- _To be done_
Render every line of the records below as a JSON array of strings, one string per line, with blank lines omitted.

- _The input_
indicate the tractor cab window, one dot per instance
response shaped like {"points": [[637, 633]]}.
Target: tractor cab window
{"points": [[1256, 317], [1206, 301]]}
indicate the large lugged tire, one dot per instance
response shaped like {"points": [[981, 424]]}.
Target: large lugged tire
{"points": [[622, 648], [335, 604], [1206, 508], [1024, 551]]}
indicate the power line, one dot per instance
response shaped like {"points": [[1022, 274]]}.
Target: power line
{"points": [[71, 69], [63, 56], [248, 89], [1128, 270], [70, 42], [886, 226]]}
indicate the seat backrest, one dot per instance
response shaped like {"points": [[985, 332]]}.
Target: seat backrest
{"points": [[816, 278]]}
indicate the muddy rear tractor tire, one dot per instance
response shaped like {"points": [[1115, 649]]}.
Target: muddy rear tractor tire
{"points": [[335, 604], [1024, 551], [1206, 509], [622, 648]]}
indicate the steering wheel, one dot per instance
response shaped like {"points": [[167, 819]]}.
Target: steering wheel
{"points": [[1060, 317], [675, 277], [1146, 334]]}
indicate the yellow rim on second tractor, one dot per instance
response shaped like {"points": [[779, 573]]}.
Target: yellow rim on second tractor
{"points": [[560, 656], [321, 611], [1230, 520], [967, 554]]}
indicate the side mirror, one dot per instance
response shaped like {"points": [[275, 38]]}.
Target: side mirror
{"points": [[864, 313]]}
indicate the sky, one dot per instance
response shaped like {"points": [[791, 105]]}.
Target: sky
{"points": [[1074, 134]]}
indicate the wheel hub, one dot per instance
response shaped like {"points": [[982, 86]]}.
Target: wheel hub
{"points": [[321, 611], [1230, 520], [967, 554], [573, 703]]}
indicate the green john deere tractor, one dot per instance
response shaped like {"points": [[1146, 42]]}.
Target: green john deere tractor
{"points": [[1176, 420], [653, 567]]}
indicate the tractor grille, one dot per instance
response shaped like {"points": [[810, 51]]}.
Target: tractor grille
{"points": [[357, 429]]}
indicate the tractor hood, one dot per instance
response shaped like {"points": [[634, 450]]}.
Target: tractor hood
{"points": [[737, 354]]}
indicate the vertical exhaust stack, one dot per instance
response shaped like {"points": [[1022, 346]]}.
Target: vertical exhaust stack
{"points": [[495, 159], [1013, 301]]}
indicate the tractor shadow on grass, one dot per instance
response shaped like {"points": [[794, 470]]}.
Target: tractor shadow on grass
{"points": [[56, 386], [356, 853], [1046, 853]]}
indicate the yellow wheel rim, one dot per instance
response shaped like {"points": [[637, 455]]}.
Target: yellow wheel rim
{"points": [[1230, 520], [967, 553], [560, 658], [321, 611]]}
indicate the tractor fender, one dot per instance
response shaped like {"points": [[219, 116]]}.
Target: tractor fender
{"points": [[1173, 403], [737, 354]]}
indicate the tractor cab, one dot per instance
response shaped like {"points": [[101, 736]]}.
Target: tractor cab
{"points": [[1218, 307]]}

- _Right answer_
[
  "indicate the tractor cab window, one dot per instance",
  "response shaped like {\"points\": [[637, 633]]}.",
  "Target: tractor cab window",
  "{\"points\": [[1256, 317], [1206, 301]]}",
  "indicate the large lugged tire, one dot per instance",
  "response shaped like {\"points\": [[981, 424]]}.",
  "Target: large lugged tire",
  "{\"points\": [[622, 648], [335, 604], [1206, 508], [1024, 551]]}",
  "indicate the power line, one dot per instance",
  "response shaped like {\"points\": [[1022, 274]]}.",
  "Target: power line",
  "{\"points\": [[71, 69], [63, 56], [248, 89], [1128, 270], [70, 42], [886, 226]]}",
  "indicate the seat backrest, one dot per instance",
  "response shaped like {\"points\": [[985, 332]]}.",
  "Target: seat backrest",
  "{\"points\": [[816, 278]]}",
  "indicate the muddy rear tractor tire, one dot per instance",
  "response shaped like {\"points\": [[1115, 649]]}.",
  "Target: muddy rear tractor tire",
  "{\"points\": [[335, 604], [1024, 551], [1206, 509], [622, 648]]}",
  "indicate the steering wheel, one dot per instance",
  "response shaped like {\"points\": [[167, 819]]}.",
  "Target: steering wheel",
  "{\"points\": [[1060, 317], [675, 277], [1146, 334]]}",
  "indicate the yellow rim on second tractor, one dot per instance",
  "response shaped like {\"points\": [[779, 573]]}.",
  "Target: yellow rim on second tractor",
  "{\"points\": [[560, 656], [321, 611], [1230, 520], [967, 554]]}",
  "indicate the side mirror, one dot per instance",
  "response shaped like {\"points\": [[275, 38]]}.",
  "Target: side mirror",
  "{\"points\": [[864, 313]]}",
  "indicate the sky, one dot per instance",
  "response shaped like {\"points\": [[791, 105]]}.",
  "Target: sky",
  "{\"points\": [[1074, 134]]}",
  "indicate the wheel hub, one dot per instance",
  "response shaped like {\"points\": [[982, 86]]}.",
  "Target: wheel hub",
  "{\"points\": [[321, 611], [1230, 520], [967, 554], [573, 703]]}",
  "indicate the green john deere tractor, one dot per instance",
  "response shaped like {\"points\": [[1146, 42]]}.",
  "Target: green john deere tractor",
  "{\"points\": [[1176, 420], [653, 567]]}",
  "indicate the tractor grille, one dot per instance",
  "response shaped like {\"points\": [[810, 51]]}.",
  "Target: tractor grille",
  "{\"points\": [[357, 429]]}",
  "indicate the tractor hood, one dot per instance",
  "response shaped like {\"points\": [[634, 450]]}.",
  "Target: tractor hood",
  "{\"points\": [[737, 354]]}",
  "indicate the vertical exhaust stack, one dot per instance",
  "response shaped like {\"points\": [[1022, 346]]}.",
  "Target: vertical exhaust stack",
  "{\"points\": [[495, 159], [1013, 301]]}",
  "indicate the tractor shadow on grass, one dot per instance",
  "response shaped like {\"points\": [[794, 470]]}.",
  "Target: tractor shadow on grass",
  "{\"points\": [[56, 386], [356, 853], [1046, 853]]}",
  "indicate the yellow wheel rim, one dot per instance",
  "response shaped like {\"points\": [[637, 455]]}.",
  "Target: yellow wheel rim",
  "{\"points\": [[1230, 520], [967, 553], [560, 658], [321, 611]]}",
  "indicate the tractor fender, one dot per instance",
  "response shaped like {\"points\": [[219, 116]]}.",
  "Target: tractor fender",
  "{\"points\": [[1173, 403], [737, 354]]}",
  "indicate the tractor cab, one dot per instance",
  "response shaped like {\"points\": [[101, 736]]}.",
  "Target: tractor cab",
  "{\"points\": [[1218, 307]]}"
]